* _What you should do_
Repeat nothing but the lines below running from the one containing "task: trace the outline of the steering wheel" to the one containing "task: trace the outline of the license plate". Keep both end lines.

* _Provided material_
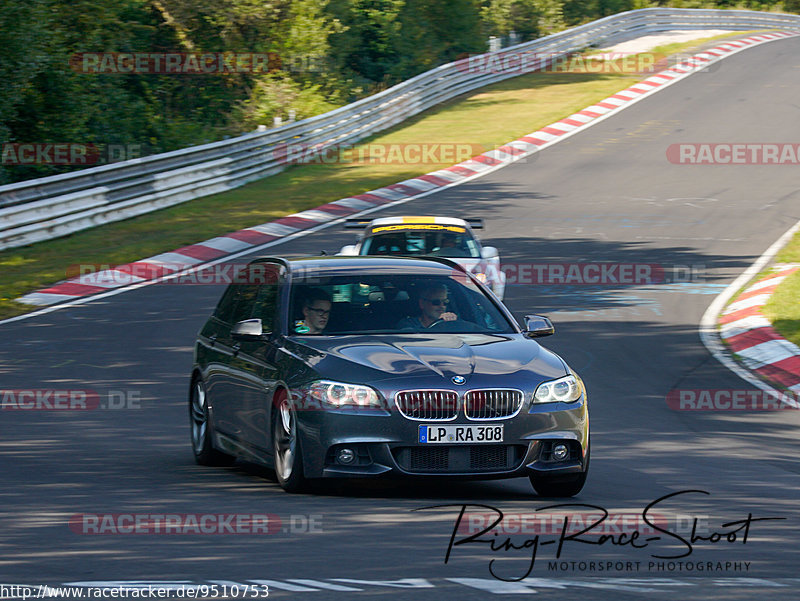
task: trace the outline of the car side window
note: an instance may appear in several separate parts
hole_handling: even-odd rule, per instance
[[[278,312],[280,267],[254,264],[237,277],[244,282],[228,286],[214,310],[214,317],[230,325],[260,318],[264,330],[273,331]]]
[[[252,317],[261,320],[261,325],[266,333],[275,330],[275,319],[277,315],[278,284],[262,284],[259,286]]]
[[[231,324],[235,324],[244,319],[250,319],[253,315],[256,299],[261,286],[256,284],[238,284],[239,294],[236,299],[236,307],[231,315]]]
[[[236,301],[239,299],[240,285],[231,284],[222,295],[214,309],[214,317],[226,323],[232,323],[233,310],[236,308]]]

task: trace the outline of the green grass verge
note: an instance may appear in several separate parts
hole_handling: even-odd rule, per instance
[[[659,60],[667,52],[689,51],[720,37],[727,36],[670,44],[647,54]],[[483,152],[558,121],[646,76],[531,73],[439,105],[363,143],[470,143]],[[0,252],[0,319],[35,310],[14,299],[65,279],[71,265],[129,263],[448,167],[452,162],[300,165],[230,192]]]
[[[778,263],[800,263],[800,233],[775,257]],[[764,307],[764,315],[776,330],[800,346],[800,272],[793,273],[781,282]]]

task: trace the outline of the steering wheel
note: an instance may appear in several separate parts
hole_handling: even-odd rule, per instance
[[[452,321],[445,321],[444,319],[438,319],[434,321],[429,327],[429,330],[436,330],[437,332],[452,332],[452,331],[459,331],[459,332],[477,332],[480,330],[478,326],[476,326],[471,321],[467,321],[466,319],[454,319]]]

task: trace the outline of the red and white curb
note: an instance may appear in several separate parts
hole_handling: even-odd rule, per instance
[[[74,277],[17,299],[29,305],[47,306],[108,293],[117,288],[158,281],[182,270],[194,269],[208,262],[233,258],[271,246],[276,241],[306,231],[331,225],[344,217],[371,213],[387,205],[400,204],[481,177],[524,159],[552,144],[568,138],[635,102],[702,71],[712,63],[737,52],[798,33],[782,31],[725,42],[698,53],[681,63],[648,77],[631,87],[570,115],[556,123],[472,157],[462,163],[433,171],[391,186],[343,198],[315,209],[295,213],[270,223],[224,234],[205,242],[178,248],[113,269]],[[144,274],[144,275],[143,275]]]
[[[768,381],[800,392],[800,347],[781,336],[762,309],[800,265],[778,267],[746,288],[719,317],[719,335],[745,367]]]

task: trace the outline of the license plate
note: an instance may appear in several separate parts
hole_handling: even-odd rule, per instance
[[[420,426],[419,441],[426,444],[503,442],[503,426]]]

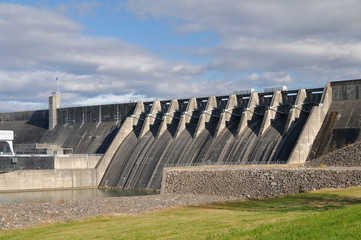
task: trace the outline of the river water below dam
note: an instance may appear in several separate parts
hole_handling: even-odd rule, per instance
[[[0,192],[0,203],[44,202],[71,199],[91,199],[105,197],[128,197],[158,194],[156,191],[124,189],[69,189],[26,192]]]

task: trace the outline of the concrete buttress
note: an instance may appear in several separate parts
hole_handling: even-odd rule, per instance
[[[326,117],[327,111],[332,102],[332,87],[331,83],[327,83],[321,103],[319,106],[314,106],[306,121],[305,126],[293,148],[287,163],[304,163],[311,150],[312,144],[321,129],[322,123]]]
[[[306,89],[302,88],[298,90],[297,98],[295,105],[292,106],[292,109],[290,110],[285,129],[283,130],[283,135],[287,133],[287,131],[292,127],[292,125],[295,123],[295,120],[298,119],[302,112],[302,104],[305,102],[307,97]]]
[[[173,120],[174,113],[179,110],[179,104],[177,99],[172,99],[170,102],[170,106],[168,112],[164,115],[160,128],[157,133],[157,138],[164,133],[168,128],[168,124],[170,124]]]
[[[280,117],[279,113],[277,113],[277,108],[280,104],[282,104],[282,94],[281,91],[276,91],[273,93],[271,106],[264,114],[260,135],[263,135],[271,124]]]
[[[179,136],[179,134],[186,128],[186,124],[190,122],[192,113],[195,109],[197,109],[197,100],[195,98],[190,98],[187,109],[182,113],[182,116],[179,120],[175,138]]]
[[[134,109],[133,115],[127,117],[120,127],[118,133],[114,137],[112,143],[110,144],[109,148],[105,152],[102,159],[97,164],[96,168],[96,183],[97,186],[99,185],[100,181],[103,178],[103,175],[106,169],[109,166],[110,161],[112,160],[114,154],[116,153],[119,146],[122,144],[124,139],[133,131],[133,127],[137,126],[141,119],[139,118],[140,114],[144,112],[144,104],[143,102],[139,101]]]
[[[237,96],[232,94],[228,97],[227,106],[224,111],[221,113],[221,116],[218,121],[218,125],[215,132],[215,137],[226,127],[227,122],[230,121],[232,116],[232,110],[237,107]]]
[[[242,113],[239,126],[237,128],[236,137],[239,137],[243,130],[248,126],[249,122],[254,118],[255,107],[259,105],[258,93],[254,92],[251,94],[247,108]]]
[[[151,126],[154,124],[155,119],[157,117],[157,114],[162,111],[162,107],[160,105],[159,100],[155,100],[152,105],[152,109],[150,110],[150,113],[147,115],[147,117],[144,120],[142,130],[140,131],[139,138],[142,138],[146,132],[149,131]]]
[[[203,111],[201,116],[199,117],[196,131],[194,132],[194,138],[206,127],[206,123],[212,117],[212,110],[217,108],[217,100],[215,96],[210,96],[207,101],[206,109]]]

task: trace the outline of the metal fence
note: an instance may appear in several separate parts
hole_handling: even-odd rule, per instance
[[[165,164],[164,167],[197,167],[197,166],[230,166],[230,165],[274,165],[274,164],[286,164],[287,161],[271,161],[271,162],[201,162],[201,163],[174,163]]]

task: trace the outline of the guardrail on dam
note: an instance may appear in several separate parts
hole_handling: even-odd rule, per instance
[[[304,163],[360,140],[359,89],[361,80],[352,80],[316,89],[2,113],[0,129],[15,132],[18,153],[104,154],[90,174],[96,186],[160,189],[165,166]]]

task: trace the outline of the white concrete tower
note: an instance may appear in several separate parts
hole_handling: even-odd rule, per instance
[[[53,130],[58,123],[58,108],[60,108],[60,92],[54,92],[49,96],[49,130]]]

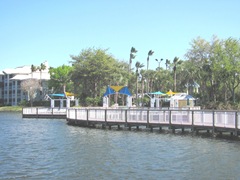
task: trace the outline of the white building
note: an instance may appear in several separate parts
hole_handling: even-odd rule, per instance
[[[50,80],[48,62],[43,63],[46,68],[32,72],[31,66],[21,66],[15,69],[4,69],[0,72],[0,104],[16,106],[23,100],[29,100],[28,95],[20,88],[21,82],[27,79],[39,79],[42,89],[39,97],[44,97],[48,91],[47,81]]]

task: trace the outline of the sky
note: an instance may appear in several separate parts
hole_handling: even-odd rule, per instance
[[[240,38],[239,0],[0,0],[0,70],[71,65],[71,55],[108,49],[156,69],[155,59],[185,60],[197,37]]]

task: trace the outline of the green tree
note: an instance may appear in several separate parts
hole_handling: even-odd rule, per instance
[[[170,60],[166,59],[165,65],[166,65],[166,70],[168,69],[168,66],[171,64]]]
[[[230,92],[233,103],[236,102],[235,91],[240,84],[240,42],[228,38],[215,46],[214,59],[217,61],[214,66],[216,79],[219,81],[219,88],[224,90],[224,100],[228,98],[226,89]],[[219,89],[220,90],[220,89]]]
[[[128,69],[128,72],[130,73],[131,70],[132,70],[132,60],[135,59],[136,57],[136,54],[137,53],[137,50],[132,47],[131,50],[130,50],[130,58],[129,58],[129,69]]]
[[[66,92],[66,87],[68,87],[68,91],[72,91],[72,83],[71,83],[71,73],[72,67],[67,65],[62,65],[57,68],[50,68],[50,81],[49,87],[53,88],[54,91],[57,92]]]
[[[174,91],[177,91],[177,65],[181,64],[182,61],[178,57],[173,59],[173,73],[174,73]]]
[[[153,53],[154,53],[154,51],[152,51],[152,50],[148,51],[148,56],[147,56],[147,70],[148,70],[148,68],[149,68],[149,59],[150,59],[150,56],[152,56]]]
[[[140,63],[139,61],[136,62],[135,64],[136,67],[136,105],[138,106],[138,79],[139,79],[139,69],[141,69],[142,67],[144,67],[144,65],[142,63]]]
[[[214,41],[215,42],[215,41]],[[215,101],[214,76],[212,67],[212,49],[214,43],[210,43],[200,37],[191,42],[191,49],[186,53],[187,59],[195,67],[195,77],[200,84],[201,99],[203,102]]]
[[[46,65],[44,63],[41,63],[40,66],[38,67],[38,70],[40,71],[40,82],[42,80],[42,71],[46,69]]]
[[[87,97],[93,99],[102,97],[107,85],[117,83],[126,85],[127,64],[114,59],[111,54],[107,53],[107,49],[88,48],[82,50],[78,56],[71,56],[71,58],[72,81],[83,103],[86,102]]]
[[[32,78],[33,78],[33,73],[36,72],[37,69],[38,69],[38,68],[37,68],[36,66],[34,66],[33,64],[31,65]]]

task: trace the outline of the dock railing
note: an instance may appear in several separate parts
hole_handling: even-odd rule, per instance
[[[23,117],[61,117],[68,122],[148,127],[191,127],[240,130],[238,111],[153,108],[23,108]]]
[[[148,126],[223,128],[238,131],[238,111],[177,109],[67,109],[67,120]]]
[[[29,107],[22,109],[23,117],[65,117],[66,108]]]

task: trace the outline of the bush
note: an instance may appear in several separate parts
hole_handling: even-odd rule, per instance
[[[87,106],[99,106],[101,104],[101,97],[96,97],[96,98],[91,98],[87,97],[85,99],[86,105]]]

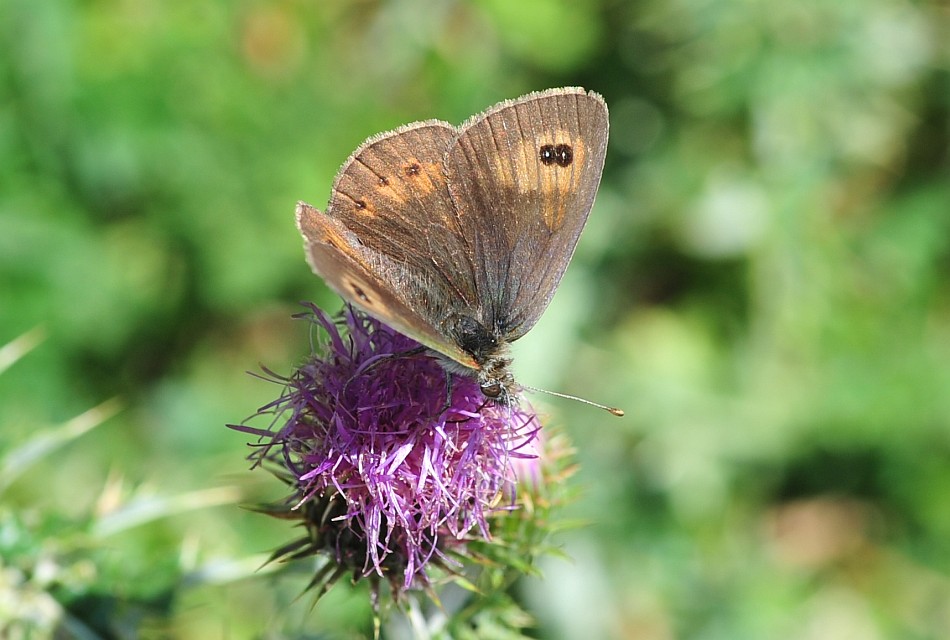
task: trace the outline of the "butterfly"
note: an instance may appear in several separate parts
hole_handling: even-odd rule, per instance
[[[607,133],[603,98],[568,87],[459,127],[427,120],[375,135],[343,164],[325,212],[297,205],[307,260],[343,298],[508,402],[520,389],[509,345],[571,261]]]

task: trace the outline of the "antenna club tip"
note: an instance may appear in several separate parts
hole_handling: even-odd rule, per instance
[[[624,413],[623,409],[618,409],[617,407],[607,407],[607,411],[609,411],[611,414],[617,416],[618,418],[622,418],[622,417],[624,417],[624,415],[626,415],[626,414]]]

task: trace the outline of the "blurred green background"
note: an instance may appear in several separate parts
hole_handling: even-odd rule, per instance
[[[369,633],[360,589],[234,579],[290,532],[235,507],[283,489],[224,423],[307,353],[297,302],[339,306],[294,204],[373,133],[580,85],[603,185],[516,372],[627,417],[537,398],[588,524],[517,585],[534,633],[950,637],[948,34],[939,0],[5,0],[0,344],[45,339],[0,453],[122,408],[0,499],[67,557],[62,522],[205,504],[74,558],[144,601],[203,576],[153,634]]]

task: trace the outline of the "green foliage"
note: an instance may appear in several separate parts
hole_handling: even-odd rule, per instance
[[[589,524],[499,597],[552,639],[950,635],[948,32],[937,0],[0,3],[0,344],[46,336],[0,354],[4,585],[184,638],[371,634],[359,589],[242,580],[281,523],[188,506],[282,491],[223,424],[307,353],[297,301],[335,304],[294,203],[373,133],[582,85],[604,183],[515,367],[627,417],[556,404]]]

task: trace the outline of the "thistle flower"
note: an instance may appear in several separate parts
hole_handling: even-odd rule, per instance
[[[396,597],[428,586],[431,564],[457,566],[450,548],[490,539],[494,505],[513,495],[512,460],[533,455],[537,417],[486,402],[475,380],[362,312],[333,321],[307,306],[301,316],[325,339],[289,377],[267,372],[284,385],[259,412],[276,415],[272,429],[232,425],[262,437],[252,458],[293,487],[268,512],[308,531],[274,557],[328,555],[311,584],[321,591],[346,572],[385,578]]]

* _Response for this exercise_
task: trace the outline of the steering wheel
note: an instance may appear in several separate parts
hole_handling: even-odd rule, per instance
[[[452,321],[445,321],[444,319],[438,319],[434,321],[429,327],[429,330],[436,330],[437,332],[452,332],[452,331],[459,331],[459,332],[477,332],[480,330],[478,326],[476,326],[471,321],[467,321],[466,319],[454,319]]]

task: trace the outline of the red and white curb
note: an instance may appear in several separate parts
hole_handling: even-odd rule, per instance
[[[74,277],[17,299],[29,305],[47,306],[108,293],[117,288],[158,281],[182,270],[194,269],[208,262],[233,258],[271,246],[276,241],[306,231],[331,225],[344,217],[371,213],[387,205],[400,204],[481,177],[524,159],[552,144],[568,138],[635,102],[702,71],[712,63],[737,52],[798,33],[782,31],[725,42],[698,53],[681,63],[648,77],[631,87],[570,115],[556,123],[472,157],[462,163],[433,171],[391,186],[343,198],[315,209],[295,213],[270,223],[224,234],[205,242],[178,248],[113,269]],[[144,274],[144,275],[143,275]]]
[[[768,381],[800,392],[800,347],[781,336],[762,309],[800,265],[778,267],[746,288],[719,317],[719,335],[745,367]]]

task: trace the outline of the license plate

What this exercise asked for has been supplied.